## Given task
Rewrite the lines from the one containing "Provide the segmentation of every instance of the gold" through the one containing "245 28 L 247", inclusive, changing "gold cross" to "metal cross" and keeping everything else unchanged.
● ● ● ● ●
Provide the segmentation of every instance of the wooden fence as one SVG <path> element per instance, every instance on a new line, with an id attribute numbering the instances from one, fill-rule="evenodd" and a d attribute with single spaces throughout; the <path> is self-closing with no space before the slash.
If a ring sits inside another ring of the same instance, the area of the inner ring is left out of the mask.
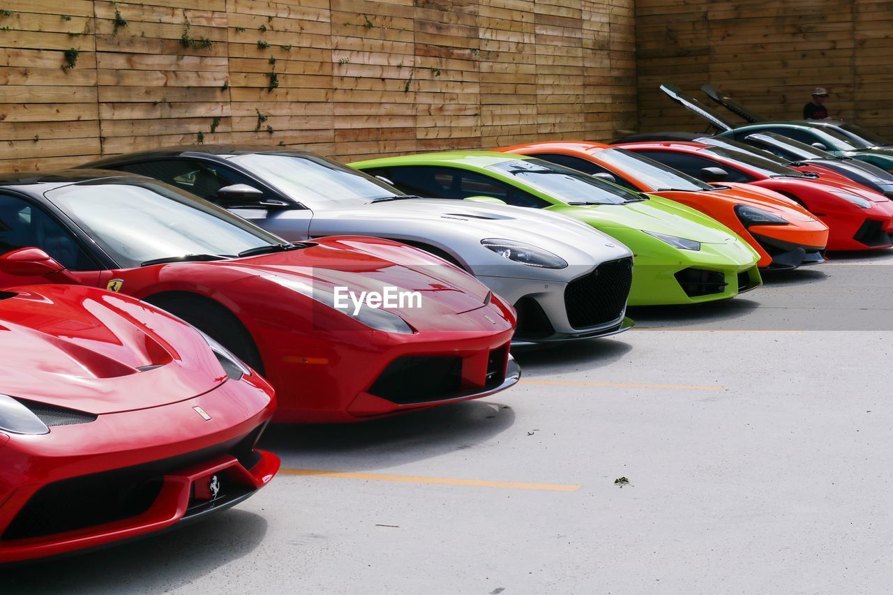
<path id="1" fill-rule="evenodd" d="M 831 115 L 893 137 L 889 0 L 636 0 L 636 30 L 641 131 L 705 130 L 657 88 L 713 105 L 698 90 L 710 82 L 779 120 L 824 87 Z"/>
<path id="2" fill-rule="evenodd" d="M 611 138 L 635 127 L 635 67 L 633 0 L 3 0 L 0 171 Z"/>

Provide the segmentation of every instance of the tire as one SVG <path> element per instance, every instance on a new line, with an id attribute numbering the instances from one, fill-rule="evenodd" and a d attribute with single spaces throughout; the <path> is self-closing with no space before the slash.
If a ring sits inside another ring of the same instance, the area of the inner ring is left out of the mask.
● ● ● ● ●
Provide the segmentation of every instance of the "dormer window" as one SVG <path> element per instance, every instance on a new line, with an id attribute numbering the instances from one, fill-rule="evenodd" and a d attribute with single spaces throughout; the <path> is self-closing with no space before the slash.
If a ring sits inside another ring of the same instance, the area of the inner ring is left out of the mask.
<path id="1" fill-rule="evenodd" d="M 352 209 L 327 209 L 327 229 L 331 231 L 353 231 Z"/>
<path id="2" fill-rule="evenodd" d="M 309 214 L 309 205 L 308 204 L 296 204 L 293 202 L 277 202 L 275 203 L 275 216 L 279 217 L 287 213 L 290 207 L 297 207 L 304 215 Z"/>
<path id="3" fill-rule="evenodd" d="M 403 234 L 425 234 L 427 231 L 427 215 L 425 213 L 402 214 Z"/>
● ● ● ● ●
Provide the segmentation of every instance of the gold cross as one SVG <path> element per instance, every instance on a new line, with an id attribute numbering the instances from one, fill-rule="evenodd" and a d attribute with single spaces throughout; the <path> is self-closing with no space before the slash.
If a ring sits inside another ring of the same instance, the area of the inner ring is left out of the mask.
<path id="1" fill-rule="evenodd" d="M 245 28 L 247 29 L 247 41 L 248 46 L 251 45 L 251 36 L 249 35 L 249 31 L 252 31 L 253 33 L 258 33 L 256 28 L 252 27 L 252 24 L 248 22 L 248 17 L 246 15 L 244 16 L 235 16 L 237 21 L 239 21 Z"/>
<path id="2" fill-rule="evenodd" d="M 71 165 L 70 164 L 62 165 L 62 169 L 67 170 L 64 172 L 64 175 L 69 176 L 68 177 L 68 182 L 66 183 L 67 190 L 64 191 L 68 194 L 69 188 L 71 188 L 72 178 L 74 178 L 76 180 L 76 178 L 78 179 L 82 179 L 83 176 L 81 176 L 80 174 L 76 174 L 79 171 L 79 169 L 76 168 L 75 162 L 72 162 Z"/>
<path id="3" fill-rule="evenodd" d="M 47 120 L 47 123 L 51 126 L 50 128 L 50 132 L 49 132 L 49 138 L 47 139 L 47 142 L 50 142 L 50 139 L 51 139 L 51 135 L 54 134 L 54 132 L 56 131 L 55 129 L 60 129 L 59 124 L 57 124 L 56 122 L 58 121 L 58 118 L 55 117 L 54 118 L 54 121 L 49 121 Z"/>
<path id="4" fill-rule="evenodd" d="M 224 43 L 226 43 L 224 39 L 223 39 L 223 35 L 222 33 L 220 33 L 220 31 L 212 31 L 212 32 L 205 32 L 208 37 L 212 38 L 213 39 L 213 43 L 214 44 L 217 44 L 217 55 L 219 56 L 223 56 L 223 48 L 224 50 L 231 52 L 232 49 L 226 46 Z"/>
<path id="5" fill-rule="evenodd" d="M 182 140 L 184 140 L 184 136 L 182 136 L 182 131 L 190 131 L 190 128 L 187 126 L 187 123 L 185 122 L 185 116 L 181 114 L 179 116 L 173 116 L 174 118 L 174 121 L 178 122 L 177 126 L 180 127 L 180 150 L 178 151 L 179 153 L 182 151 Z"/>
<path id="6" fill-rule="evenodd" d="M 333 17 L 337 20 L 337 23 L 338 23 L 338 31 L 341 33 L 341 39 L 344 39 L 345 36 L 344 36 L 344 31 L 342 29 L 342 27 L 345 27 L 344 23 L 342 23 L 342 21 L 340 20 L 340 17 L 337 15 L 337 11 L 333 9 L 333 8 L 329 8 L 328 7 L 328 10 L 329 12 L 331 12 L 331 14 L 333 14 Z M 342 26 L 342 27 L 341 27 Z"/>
● ● ● ● ●
## Worked solution
Provide the segmentation of every instance of the metal cross as one SVG <path> element per instance, every instance on a new line, with an id attribute numbering the instances from one, fill-rule="evenodd" and a d attribute with single spaces throughout; the <path> is self-closing with no space before the slash.
If a ring sits inside another ring of the same instance, the area of the inner ring is left out of the mask.
<path id="1" fill-rule="evenodd" d="M 245 28 L 247 29 L 247 41 L 248 46 L 251 45 L 251 36 L 249 35 L 249 31 L 252 31 L 253 33 L 258 33 L 256 28 L 252 27 L 252 24 L 248 22 L 248 17 L 246 15 L 244 16 L 235 16 L 237 21 L 239 21 Z"/>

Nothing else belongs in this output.